(WHAT TO WORK ON) The line that contains "find smiling woman" marks the start. Output it and all remaining lines exactly, through the final line of the listing.

____

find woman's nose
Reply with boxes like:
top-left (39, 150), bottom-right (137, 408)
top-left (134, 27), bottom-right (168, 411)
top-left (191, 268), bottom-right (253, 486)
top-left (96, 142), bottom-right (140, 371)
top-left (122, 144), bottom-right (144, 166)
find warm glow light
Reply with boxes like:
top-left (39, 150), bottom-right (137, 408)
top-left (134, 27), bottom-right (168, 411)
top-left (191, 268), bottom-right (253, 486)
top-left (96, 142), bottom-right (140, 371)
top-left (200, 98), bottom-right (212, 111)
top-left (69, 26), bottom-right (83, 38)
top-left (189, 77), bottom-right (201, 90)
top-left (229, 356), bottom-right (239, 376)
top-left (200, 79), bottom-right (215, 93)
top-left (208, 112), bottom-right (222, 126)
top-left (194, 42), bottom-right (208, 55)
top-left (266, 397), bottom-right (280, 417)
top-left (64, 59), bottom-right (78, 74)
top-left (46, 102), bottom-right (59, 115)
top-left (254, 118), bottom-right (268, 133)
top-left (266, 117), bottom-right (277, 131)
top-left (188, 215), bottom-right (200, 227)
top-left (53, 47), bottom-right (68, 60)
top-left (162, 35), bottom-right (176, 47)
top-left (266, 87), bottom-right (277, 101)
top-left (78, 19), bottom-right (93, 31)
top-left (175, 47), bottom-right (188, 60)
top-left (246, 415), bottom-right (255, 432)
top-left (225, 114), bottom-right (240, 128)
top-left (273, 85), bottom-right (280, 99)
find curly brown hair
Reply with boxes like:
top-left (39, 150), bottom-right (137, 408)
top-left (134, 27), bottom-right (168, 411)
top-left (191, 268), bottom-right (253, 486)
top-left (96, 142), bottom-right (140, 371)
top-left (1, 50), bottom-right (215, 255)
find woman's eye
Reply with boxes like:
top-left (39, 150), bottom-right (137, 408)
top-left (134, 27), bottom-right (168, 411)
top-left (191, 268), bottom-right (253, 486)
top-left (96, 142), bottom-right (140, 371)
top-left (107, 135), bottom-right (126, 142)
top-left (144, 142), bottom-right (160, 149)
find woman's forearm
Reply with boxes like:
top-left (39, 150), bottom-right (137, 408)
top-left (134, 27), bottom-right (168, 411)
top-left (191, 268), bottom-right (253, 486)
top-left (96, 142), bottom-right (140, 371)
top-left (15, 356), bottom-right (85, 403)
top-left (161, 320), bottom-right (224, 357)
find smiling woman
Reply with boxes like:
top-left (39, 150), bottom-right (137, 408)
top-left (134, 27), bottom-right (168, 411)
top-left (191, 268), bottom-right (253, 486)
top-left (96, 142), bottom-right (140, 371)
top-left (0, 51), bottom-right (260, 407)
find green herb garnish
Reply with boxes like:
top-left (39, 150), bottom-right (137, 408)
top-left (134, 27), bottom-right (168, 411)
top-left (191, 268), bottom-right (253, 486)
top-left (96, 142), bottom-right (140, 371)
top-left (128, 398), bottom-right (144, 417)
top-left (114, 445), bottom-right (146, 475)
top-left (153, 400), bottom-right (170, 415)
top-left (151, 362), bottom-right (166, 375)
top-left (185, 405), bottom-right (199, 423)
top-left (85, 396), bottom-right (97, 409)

____

(SOLVED PROBLEM)
find smiling woman
Reply with boxes like:
top-left (39, 150), bottom-right (137, 408)
top-left (134, 27), bottom-right (168, 411)
top-left (191, 268), bottom-right (253, 486)
top-left (96, 142), bottom-right (140, 371)
top-left (0, 51), bottom-right (260, 407)
find green herb garnish
Reply with boxes like:
top-left (39, 150), bottom-right (137, 408)
top-left (134, 27), bottom-right (168, 411)
top-left (191, 268), bottom-right (253, 486)
top-left (96, 142), bottom-right (140, 371)
top-left (128, 398), bottom-right (144, 417)
top-left (114, 445), bottom-right (146, 475)
top-left (153, 400), bottom-right (170, 415)
top-left (151, 362), bottom-right (166, 375)
top-left (185, 405), bottom-right (199, 423)
top-left (85, 396), bottom-right (97, 409)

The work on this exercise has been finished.